● **Assignment**
Look through the data below and, wherever a line carries the word "centre", please copy that line.

--- Material for the task ---

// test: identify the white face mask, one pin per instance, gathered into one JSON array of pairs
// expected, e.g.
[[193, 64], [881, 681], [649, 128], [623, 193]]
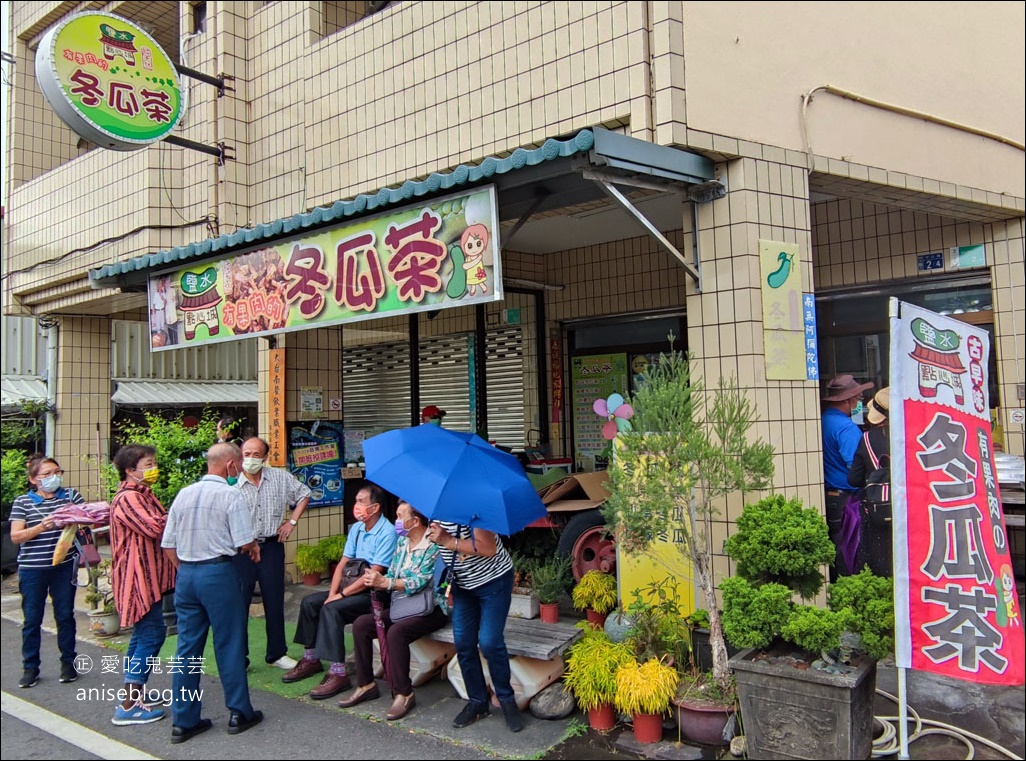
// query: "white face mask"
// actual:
[[252, 465]]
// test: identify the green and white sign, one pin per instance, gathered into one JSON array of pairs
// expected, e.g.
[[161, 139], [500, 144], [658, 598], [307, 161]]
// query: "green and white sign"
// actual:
[[110, 81]]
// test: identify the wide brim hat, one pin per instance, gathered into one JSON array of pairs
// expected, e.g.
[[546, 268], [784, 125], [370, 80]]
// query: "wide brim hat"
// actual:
[[879, 406], [843, 388]]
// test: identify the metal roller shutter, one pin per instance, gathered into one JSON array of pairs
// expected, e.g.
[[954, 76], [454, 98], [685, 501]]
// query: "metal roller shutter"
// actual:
[[376, 384]]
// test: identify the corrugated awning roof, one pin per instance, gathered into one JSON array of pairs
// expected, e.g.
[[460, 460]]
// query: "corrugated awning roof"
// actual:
[[518, 175], [184, 393], [17, 389]]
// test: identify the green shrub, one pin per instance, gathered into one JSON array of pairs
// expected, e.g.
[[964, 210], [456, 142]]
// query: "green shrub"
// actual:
[[332, 548], [780, 541], [13, 479]]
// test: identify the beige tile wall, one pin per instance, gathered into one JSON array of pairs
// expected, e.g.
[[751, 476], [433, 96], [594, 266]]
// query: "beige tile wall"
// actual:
[[857, 243], [84, 391]]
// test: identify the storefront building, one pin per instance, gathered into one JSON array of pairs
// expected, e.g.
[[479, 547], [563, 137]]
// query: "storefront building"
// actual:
[[711, 122]]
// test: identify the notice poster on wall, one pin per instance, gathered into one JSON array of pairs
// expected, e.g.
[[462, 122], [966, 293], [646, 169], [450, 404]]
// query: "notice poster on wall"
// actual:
[[594, 376], [315, 457]]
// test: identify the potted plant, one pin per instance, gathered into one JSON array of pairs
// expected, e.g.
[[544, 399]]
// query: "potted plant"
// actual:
[[332, 548], [550, 578], [524, 603], [780, 548], [311, 563], [596, 594], [687, 450], [644, 691], [591, 675], [104, 618]]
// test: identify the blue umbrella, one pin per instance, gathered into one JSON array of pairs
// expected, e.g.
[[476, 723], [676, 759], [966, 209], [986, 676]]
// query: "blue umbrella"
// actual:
[[454, 476]]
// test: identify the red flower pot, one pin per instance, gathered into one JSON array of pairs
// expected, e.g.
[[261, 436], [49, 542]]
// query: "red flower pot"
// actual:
[[601, 718], [647, 728]]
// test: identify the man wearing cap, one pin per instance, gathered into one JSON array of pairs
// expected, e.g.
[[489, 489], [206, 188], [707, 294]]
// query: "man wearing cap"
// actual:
[[840, 439], [432, 414]]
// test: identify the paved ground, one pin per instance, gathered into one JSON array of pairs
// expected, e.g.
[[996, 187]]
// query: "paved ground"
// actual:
[[303, 728]]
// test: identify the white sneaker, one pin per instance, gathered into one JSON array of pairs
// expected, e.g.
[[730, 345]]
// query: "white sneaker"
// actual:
[[285, 663]]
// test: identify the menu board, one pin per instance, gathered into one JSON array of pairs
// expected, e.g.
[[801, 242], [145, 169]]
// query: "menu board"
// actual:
[[592, 377], [315, 457]]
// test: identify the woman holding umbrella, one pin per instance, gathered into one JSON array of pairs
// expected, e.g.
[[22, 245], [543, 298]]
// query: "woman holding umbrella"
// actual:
[[34, 527], [410, 571], [482, 590]]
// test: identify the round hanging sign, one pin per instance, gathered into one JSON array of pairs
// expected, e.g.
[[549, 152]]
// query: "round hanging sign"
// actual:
[[110, 81]]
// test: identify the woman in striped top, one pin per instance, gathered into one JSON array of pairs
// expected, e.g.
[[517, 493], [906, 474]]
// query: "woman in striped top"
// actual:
[[32, 526], [141, 575], [482, 590]]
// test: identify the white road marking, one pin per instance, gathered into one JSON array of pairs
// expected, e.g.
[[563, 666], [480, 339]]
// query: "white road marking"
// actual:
[[62, 728]]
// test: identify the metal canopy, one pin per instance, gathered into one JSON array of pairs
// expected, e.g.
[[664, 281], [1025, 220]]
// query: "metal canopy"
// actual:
[[530, 182]]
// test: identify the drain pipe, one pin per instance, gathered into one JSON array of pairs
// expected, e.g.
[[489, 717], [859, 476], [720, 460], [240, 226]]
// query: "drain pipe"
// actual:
[[50, 325]]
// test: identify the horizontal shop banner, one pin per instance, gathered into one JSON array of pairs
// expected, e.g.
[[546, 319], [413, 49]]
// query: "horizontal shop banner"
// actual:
[[427, 256]]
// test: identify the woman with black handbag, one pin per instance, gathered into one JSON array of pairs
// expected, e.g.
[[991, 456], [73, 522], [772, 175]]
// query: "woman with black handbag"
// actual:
[[415, 611]]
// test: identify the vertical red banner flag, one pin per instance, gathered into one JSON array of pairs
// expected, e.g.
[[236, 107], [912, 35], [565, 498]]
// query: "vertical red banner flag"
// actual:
[[956, 611]]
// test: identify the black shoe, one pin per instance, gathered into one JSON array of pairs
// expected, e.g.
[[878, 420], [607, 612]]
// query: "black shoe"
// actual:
[[68, 673], [181, 734], [30, 678], [471, 713], [237, 725], [514, 719]]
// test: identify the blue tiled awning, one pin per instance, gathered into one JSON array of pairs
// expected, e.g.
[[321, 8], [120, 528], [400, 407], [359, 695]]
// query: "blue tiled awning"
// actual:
[[604, 149]]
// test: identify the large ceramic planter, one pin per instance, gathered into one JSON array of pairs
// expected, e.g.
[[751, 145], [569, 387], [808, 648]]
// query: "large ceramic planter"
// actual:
[[647, 728], [703, 722], [602, 718], [523, 606], [809, 714]]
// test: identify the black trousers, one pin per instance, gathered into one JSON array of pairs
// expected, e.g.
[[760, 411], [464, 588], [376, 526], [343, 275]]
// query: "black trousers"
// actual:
[[322, 626], [270, 571]]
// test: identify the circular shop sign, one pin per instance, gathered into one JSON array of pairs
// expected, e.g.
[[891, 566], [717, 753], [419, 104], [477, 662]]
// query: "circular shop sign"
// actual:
[[110, 81]]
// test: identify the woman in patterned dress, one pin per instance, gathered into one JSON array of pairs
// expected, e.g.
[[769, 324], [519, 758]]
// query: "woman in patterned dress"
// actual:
[[141, 575]]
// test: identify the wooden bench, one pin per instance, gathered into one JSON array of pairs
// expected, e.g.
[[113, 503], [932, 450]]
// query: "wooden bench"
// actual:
[[527, 637]]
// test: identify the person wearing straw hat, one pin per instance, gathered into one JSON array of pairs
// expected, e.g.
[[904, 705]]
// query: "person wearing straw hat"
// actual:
[[872, 466], [840, 439]]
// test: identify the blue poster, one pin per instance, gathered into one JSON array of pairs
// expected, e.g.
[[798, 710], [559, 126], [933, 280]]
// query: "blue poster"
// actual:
[[315, 456]]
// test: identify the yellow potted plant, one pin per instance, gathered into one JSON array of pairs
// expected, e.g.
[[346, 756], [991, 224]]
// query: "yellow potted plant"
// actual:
[[596, 594], [591, 675], [644, 690]]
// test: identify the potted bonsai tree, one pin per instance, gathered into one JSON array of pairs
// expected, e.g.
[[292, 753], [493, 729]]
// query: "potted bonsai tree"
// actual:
[[311, 563], [780, 549], [591, 675], [524, 603], [596, 595], [104, 618], [550, 579], [688, 449]]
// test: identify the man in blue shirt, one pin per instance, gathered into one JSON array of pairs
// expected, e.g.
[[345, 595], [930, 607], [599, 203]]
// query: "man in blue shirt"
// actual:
[[323, 615], [840, 439]]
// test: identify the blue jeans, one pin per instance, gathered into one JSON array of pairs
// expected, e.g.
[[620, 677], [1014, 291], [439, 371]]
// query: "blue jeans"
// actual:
[[147, 639], [478, 621], [35, 585], [205, 597]]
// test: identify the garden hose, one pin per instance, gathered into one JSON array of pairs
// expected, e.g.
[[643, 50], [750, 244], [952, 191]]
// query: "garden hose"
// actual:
[[888, 743]]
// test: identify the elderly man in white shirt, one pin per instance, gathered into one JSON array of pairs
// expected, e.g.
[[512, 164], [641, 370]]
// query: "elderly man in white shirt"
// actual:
[[270, 492]]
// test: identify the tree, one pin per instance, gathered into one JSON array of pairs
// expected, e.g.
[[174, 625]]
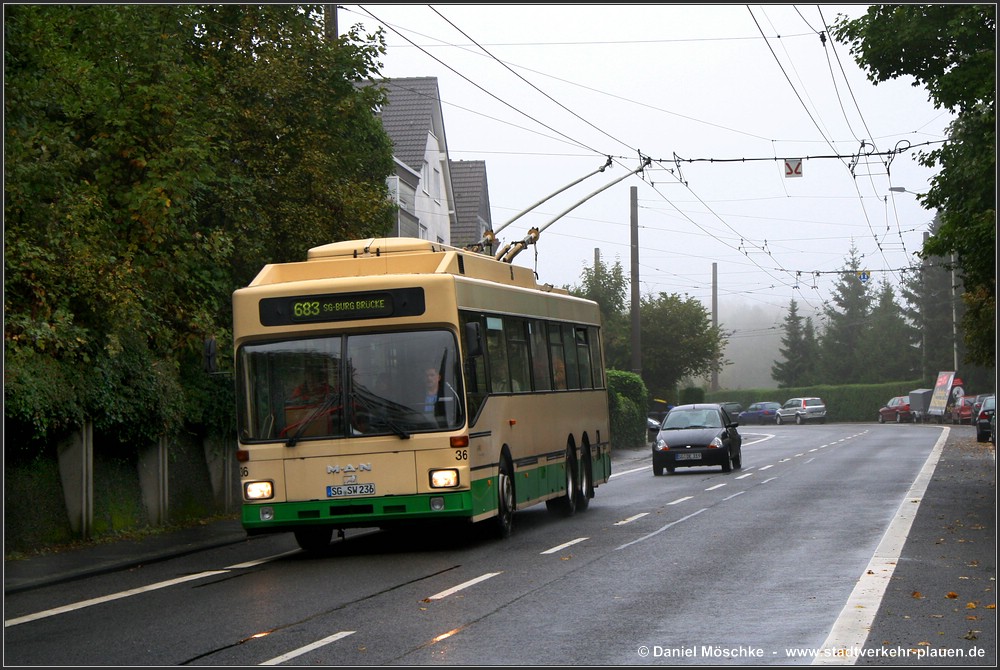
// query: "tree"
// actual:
[[798, 367], [950, 49], [608, 287], [156, 156], [678, 340], [889, 346], [841, 360]]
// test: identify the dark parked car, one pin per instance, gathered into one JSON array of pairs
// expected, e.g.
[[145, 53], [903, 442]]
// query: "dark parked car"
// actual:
[[732, 408], [652, 427], [961, 411], [985, 420], [802, 410], [697, 435], [760, 413], [977, 403], [897, 410]]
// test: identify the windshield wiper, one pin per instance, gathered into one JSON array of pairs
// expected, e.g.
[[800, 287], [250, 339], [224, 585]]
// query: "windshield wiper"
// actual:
[[382, 409], [325, 407]]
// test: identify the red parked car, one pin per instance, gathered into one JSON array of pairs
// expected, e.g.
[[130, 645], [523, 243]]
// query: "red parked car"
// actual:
[[897, 410], [962, 411]]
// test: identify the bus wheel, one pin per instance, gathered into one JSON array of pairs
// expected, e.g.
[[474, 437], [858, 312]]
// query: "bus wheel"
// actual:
[[505, 499], [565, 505], [586, 490], [314, 539]]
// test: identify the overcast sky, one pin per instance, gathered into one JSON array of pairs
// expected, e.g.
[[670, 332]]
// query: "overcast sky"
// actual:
[[720, 97]]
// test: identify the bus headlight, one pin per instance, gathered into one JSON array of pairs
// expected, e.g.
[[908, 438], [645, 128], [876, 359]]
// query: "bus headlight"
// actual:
[[444, 479], [258, 490]]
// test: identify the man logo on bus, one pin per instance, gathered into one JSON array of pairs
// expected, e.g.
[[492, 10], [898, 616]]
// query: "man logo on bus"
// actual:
[[362, 467]]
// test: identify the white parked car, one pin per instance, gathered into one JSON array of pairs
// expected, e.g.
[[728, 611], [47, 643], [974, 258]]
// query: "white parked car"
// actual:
[[802, 410]]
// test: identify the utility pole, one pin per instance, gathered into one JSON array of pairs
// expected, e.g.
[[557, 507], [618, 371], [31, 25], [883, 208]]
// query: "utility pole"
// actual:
[[636, 351], [715, 317], [330, 30]]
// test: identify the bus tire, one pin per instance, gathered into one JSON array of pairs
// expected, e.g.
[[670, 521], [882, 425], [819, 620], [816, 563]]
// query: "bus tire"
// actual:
[[314, 539], [505, 499], [565, 505], [585, 490]]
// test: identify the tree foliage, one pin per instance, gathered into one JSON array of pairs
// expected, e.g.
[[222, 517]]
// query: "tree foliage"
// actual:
[[678, 340], [951, 50], [156, 156], [799, 361], [846, 317], [608, 287]]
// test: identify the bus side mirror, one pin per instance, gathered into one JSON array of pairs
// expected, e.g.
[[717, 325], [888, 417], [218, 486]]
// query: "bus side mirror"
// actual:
[[473, 340]]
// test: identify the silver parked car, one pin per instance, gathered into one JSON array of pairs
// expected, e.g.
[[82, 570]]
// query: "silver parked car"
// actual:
[[802, 410]]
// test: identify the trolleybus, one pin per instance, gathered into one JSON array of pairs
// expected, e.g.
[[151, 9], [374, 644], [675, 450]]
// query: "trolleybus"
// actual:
[[393, 381]]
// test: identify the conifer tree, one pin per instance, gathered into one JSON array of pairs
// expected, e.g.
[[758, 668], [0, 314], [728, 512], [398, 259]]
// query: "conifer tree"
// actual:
[[847, 319]]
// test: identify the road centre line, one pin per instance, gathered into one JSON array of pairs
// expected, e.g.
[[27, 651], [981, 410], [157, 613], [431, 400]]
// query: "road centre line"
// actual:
[[260, 561], [632, 518], [114, 596], [628, 472], [850, 630], [660, 530], [277, 660], [564, 545], [463, 585]]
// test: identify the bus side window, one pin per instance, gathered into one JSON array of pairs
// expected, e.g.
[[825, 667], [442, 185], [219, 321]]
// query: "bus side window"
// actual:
[[583, 351], [596, 366], [496, 352], [541, 375], [517, 349], [572, 366], [475, 363], [557, 356]]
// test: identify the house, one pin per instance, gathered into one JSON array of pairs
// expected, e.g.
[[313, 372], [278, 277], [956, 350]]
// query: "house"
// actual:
[[472, 202], [422, 184], [439, 199]]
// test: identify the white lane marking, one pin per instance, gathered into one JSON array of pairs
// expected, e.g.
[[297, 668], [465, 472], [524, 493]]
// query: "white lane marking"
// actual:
[[564, 545], [277, 660], [628, 472], [631, 519], [104, 599], [259, 561], [850, 630], [137, 591], [660, 530], [463, 585]]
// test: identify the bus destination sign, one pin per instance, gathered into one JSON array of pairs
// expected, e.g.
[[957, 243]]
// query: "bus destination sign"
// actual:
[[341, 306]]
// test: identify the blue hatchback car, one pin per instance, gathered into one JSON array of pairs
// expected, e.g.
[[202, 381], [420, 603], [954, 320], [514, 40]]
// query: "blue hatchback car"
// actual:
[[697, 435]]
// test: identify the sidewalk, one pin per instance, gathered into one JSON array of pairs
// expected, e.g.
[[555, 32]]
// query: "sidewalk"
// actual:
[[942, 595]]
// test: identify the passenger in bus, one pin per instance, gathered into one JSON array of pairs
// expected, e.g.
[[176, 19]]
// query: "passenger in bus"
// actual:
[[314, 389], [559, 372], [433, 380]]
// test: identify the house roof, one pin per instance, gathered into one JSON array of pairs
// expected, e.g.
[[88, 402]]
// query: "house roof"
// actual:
[[410, 113], [472, 201]]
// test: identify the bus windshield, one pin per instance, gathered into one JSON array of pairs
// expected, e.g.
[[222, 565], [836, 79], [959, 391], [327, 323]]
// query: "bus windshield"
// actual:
[[393, 383]]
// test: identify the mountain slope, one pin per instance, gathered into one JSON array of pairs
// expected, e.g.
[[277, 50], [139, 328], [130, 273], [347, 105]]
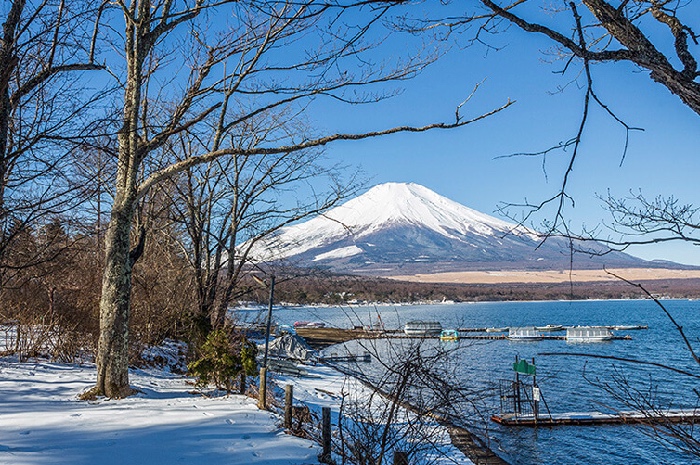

---

● **Answer to this problem**
// test: identify the road centre line, one pin per instance, gathered into one JSON array of pairs
// query: "road centre line"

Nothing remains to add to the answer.